Selected extract –
------------------------------------
This was satirized in the 2005 film Be Cool, in which the film producer Chili Palmer (John Travolta) says: "Do you know that unless you're willing to use the R rating, you can only say the 'F' word once? You know what I say? Fuck that. I'm done." Often film producers will use the word for a scene of gravitas or humor and then bleep out any further instances with sound effects.

Some forms of media are cut post-release so as to obtain a PG-13 rating for home media release or to feature on an Internet streaming service that will not carry films rated higher than PG-13. In 2020, a recording of Hamilton was released on Disney+ after cuts by Lin-Manuel Miranda to remove two of the three instances of fuck in the musical to qualify it as PG-13 under MPAA guidelines.

A study of popular American teen-oriented films rated PG and PG-13 from 1980 to 2006 found that in those films, teenaged characters use more and stronger profanity than adult ones in the same movies. However, the study found that the overall amount of such language had declined somewhat since the 1980s.

=== Substances ===

Drug use content is restricted to PG-13 and above. An example of an otherwise PG film being assigned a PG-13 rating for a drug reference (momentary, along with brief language) is Whale Rider. The film contained only mild profanity, but was rated PG-13 because of a scene where drug paraphernalia were briefly visible. Critic Roger Ebert criticized the MPAA for the rating and called it "a wild overreaction".

In May 2007, the MPAA announced that depictions of cigarette smoking would be considered in a film's rating. Anti-smoking advocates stated that the child-friendly PG rating was inappropriate for the 2011 Nickelodeon-animated film Rango, which included over 60 depictions of characters smoking.

=== Nudity ===
Nudity is restricted to PG and above, and anything that constitutes more than brief nudity will require at least a PG-13 rating. Nudity that is sexually oriented will generally require an R rating. Since 2006, films have been flagged by the MPAA for carrying nudity. In 2010, the MPAA flagged three films specifically for "male nudity", precipitated by parental pressure in response to Brüno. By 2018 the MPAA had reconsidered this practice: Ratings Chair Joan Graves said in an interview "we don't usually define [nudity] as male or female ... usually, we just mention partial nudity [or] graphic nudity."

=== Sex ===
The MPAA does not have any explicit criteria for sexual content other than excluding sex scenes from G-rated films.
------------------------------------
Recorded information –
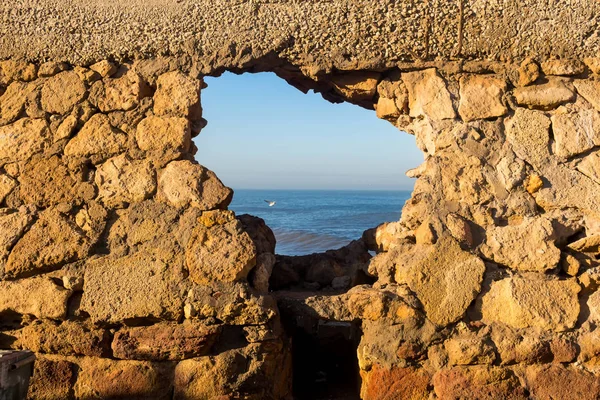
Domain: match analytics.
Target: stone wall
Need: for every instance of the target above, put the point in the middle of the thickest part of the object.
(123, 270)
------------------------------------
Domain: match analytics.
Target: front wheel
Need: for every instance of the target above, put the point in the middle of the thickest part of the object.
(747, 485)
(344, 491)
------------------------------------
Transcribe the portion of the film ratings text that opens with the words "A study of popular" and closes with "since the 1980s.".

A study of popular American teen-oriented films rated PG and PG-13 from 1980 to 2006 found that in those films, teenaged characters use more and stronger profanity than adult ones in the same movies. However, the study found that the overall amount of such language had declined somewhat since the 1980s.